■ Document segment
A survey of the buildings was made in May 1596 which noted fixtures and glazing in the main rooms, and only such furniture as cupboards and tables and internal porches, which were called "portal doors". The palace was watertight. There was a chamber for Lady Cobham and a lodging for the ladies of the Privy Chamber by the garden. This lodging was noted as rooms for "Ladies of Honour" on a ground plan drawn by John Symonds in 1578. After Elizabeth, James I stayed there regularly, usually for a single night. The house and manor were granted to his wife Anne of Denmark as part of her English jointure.

A Scottish courtier, George Home, 1st Earl of Dunbar, wrote of the health benefits enjoyed after a day's hunting at Havering in 1608, "our greatest matters here are hunting and sport for his Majesty's pleasure, the which being his health is the general good of us all". The Keeper of Havering, until her death in December 1612, was Elizabeth Trentham, Countess of Oxford. It has been suggested that James preferred to use Theobalds House on the other side of Epping Forest.

King Charles I was the last monarch to stay at Havering on 29–31 October 1638, possibly the only time that he visited the palace. He was on the way to meet his mother-in-law Marie de' Medici at nearby Gidea Hall. The close association with monarchy may have affected what happened during the Commonwealth as Richard Deane, who was one of those who signed the warrant for the Execution of Charles I, started dismantling the buildings and caused all of the mature trees in the park to be felled. After the Restoration the house, by then called Havering House and described as "a confused heap of old ruinous decayed buildings", was occupied by the Earl of Lindsey but despite evidence of considerable sums of money being spent on repairs to "His Majestys house at Havering", it became vacant some time between 1686 and 1719, when it was reported to be in ruins. A Latin inscription in the hall of the current Bower House, then named Mount Havering, implies that parts of that building were constructed using materials from the old Palace, and whether by removal or natural decay by 1740 the remains were not sufficient to allow the layout of the old buildings to be discerned, and by 1816 no walls were visible above ground. The final links with Havering Palace began to be severed when the prerogatives of the manor, including the right to appoint the High Steward of the Liberty, were auctioned in 1828 being purchased by Hugh McIntosh who lived at Marshalls in Romford. His son David McIntosh built a new mansion at Havering Park in place of the Bower Farm that stood near the site of the old house and probably incorporated some of the old outbuildings, and had the current church built in 1878 to replace the old one that had its origins as the palace chapel.

■ Work order A
In the passage on Havering Palace, who was the last monarch to stay at the palace?
■ Work order B
From the passage on Havering Palace, return verbatim the part that opens with the words containing "A survey of" and closes with "her English jointure.".
The rows have no connection to the passage on Havering Palace.

■ Supplied entries
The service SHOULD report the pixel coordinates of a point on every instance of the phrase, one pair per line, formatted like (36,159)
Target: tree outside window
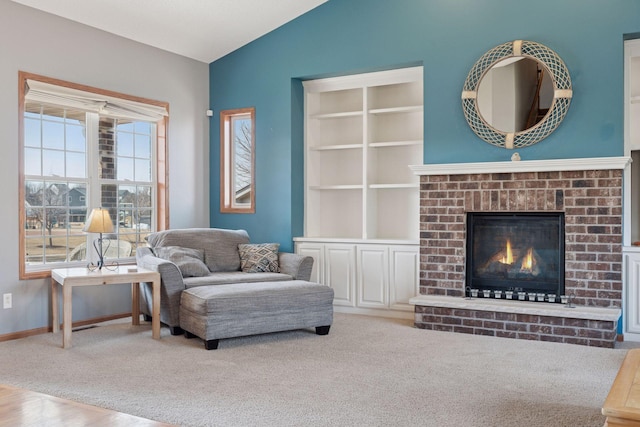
(237,148)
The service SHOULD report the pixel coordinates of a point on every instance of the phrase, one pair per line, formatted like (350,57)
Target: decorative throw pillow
(260,257)
(189,261)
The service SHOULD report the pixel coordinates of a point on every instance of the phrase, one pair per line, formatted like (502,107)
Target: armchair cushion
(261,257)
(189,261)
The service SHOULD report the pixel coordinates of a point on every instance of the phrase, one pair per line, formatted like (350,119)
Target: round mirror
(516,94)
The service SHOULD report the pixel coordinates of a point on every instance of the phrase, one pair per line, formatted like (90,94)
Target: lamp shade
(99,221)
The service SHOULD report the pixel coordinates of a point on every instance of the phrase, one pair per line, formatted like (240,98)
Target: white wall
(45,44)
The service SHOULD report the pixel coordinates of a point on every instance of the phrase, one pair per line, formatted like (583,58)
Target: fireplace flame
(527,262)
(508,257)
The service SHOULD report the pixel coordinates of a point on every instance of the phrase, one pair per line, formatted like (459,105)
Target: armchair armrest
(171,286)
(297,266)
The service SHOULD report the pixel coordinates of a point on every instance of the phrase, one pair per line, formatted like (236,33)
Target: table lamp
(99,221)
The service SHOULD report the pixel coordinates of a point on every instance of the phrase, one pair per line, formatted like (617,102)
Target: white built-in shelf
(395,143)
(340,115)
(364,129)
(395,110)
(336,147)
(336,187)
(389,186)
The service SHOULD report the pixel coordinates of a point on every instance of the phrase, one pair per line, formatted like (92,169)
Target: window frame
(227,164)
(160,167)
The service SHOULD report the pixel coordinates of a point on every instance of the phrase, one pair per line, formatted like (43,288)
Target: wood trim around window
(162,166)
(227,168)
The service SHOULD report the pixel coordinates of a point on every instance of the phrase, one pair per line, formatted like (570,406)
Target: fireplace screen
(515,253)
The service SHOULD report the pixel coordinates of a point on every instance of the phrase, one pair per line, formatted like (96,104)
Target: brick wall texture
(592,204)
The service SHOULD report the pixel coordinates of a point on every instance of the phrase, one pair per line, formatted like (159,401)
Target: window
(237,180)
(83,148)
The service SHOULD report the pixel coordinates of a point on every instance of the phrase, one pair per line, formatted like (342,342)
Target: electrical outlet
(6,301)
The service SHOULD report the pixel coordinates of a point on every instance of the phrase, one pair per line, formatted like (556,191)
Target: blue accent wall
(447,37)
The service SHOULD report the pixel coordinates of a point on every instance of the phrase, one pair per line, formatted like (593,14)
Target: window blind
(47,93)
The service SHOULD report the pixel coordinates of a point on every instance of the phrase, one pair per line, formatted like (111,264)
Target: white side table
(68,278)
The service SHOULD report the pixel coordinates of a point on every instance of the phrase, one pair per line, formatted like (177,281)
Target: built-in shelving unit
(361,134)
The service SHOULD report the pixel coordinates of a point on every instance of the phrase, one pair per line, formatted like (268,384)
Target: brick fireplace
(587,191)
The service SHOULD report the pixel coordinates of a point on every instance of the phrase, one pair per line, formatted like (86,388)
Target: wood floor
(20,408)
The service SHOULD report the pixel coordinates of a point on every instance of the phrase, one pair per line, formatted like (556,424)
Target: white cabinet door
(632,309)
(339,272)
(315,251)
(403,276)
(373,284)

■ Output A
King Charles I.

■ Output B
A survey of the buildings was made in May 1596 which noted fixtures and glazing in the main rooms, and only such furniture as cupboards and tables and internal porches, which were called "portal doors". The palace was watertight. There was a chamber for Lady Cobham and a lodging for the ladies of the Privy Chamber by the garden. This lodging was noted as rooms for "Ladies of Honour" on a ground plan drawn by John Symonds in 1578. After Elizabeth, James I stayed there regularly, usually for a single night. The house and manor were granted to his wife Anne of Denmark as part of her English jointure.